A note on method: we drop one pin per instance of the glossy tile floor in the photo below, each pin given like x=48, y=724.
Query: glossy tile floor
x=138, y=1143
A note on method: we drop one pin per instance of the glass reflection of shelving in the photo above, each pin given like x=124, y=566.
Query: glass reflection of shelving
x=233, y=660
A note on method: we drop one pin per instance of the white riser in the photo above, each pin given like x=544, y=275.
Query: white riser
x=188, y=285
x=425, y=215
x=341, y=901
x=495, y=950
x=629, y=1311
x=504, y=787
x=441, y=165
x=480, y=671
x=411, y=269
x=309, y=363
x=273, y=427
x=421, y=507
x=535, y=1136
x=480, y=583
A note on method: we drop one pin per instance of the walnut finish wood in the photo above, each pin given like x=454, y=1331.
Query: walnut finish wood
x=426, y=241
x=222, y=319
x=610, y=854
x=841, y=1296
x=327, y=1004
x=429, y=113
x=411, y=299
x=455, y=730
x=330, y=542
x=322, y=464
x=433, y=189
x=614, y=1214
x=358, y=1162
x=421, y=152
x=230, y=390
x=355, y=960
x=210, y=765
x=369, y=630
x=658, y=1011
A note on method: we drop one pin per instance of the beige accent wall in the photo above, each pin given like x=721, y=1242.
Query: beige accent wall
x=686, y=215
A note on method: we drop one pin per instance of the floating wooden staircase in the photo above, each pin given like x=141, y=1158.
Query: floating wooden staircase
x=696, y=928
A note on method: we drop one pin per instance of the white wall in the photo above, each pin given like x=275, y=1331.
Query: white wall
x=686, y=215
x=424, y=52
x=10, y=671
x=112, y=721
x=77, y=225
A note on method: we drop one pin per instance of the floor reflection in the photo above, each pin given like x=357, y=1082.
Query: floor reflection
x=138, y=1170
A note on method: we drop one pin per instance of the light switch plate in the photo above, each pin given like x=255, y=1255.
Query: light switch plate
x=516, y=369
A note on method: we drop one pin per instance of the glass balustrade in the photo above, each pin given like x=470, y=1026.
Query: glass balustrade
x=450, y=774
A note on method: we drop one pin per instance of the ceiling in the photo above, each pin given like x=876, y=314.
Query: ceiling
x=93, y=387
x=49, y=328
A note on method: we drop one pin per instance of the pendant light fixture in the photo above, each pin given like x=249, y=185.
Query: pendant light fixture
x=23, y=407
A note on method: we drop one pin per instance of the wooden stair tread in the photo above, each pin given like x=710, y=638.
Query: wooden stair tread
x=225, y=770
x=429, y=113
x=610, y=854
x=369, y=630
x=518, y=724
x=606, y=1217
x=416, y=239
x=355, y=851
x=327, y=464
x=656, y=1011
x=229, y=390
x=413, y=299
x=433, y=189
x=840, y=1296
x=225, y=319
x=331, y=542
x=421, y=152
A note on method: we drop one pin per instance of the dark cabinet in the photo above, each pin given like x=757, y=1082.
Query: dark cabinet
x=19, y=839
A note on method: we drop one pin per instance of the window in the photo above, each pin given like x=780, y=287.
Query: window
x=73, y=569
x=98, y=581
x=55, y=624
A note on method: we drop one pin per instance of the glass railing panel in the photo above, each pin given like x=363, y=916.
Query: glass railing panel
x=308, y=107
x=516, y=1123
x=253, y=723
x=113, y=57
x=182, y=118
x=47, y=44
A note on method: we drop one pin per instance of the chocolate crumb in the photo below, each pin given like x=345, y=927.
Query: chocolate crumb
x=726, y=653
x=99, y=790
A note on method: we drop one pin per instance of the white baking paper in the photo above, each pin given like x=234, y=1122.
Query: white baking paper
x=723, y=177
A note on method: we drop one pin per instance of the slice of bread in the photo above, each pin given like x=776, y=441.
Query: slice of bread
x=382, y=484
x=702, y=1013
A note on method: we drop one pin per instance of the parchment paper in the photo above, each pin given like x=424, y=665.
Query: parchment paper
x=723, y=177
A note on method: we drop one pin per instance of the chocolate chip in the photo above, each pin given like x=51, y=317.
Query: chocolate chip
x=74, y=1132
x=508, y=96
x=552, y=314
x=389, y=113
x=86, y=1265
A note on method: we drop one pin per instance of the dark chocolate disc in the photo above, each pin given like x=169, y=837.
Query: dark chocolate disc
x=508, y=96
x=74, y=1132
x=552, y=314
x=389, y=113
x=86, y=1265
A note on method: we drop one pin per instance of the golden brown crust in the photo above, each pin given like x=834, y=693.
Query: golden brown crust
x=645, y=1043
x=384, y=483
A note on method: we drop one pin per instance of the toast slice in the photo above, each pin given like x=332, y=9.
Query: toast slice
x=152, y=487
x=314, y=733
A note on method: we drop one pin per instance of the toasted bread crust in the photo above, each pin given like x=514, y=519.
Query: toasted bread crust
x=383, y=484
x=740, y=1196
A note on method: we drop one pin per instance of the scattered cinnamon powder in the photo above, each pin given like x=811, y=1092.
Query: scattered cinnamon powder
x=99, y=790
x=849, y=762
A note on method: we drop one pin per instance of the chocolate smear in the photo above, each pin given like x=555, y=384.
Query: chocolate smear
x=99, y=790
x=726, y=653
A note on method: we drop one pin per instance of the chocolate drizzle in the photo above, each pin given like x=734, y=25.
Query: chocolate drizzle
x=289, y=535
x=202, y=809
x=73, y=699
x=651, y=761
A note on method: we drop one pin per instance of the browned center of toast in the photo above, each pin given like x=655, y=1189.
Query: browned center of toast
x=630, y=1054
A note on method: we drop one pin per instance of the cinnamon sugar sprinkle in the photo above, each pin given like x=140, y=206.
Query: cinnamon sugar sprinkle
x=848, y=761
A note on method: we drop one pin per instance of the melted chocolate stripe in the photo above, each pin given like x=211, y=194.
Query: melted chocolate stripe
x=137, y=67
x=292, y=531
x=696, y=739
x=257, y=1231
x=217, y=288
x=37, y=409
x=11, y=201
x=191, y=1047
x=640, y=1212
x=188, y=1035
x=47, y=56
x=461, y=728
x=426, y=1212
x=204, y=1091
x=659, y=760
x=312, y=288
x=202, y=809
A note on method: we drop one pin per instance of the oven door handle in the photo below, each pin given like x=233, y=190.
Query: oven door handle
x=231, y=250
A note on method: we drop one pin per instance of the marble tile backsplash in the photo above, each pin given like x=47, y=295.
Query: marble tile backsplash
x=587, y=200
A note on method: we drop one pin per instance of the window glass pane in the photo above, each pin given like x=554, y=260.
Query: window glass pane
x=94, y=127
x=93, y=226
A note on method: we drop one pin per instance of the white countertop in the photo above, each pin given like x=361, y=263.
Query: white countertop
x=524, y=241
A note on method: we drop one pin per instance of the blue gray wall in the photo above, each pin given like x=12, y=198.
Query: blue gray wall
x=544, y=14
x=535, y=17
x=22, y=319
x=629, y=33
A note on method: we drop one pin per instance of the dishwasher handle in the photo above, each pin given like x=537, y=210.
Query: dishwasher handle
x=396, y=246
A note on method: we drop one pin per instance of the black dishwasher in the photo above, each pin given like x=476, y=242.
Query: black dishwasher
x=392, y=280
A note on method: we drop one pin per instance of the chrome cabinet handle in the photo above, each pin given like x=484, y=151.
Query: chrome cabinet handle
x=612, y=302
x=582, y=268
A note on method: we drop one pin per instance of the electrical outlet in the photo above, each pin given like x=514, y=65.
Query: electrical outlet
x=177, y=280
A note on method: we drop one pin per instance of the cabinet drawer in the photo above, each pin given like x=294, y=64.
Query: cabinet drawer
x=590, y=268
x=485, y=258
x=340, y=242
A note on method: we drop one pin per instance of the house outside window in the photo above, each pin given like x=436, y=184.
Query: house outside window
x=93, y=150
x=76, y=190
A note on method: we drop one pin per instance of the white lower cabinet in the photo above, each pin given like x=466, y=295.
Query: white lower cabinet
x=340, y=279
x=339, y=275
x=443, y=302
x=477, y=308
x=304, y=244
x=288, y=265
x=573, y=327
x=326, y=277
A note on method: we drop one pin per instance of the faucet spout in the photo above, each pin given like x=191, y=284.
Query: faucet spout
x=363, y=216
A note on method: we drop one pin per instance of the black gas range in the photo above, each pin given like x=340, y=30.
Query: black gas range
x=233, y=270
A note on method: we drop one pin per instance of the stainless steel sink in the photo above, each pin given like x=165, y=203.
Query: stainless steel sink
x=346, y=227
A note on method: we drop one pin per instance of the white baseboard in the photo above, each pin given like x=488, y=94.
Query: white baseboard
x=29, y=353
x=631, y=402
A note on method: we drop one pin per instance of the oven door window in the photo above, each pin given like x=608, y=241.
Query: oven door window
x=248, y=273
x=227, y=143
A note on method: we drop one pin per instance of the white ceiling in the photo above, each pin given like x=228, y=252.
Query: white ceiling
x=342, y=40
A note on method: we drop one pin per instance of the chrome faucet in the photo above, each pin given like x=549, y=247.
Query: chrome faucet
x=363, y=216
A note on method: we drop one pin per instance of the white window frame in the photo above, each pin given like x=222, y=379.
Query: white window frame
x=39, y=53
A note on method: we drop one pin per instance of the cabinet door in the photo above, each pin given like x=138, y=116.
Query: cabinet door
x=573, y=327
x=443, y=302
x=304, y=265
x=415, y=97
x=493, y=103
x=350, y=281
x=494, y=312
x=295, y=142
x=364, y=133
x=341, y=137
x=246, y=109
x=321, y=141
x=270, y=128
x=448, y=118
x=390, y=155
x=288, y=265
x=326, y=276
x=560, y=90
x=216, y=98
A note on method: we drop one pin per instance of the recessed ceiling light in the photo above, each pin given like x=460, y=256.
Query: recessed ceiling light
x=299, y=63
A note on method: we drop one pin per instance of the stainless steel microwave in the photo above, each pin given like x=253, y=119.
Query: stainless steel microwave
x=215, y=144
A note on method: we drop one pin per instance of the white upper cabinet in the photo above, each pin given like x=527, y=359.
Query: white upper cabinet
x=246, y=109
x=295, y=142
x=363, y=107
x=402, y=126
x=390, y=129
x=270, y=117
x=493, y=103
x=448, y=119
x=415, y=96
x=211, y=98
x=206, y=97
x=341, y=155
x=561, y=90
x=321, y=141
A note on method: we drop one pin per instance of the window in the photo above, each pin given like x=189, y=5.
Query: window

========

• _Task objective_: Set out every line from the start of the items down to and including the one that contains "x=480, y=583" as a Markdown table with the columns Row and Line. Number the rows in order, and leave out any blank lines.

• _Exercise result_:
| Row | Line |
|---|---|
| 1 | A note on method: we drop one pin per instance of the glossy tile floor in the photo below, each pin given like x=48, y=724. |
| 2 | Query: glossy tile floor |
| 3 | x=138, y=1143 |
| 4 | A note on method: we drop one pin per instance of the glass reflection of shelving in the photo above, each pin given like x=124, y=566. |
| 5 | Query: glass reflection of shelving |
| 6 | x=233, y=660 |
| 7 | A note on method: we drop one pin per instance of the white riser in the photo above, each pin given like x=544, y=275. |
| 8 | Query: white riser |
| 9 | x=188, y=285 |
| 10 | x=425, y=215 |
| 11 | x=341, y=901 |
| 12 | x=495, y=950 |
| 13 | x=629, y=1311 |
| 14 | x=504, y=787 |
| 15 | x=441, y=165 |
| 16 | x=480, y=671 |
| 17 | x=411, y=269 |
| 18 | x=309, y=363 |
| 19 | x=273, y=427 |
| 20 | x=421, y=507 |
| 21 | x=535, y=1136 |
| 22 | x=480, y=583 |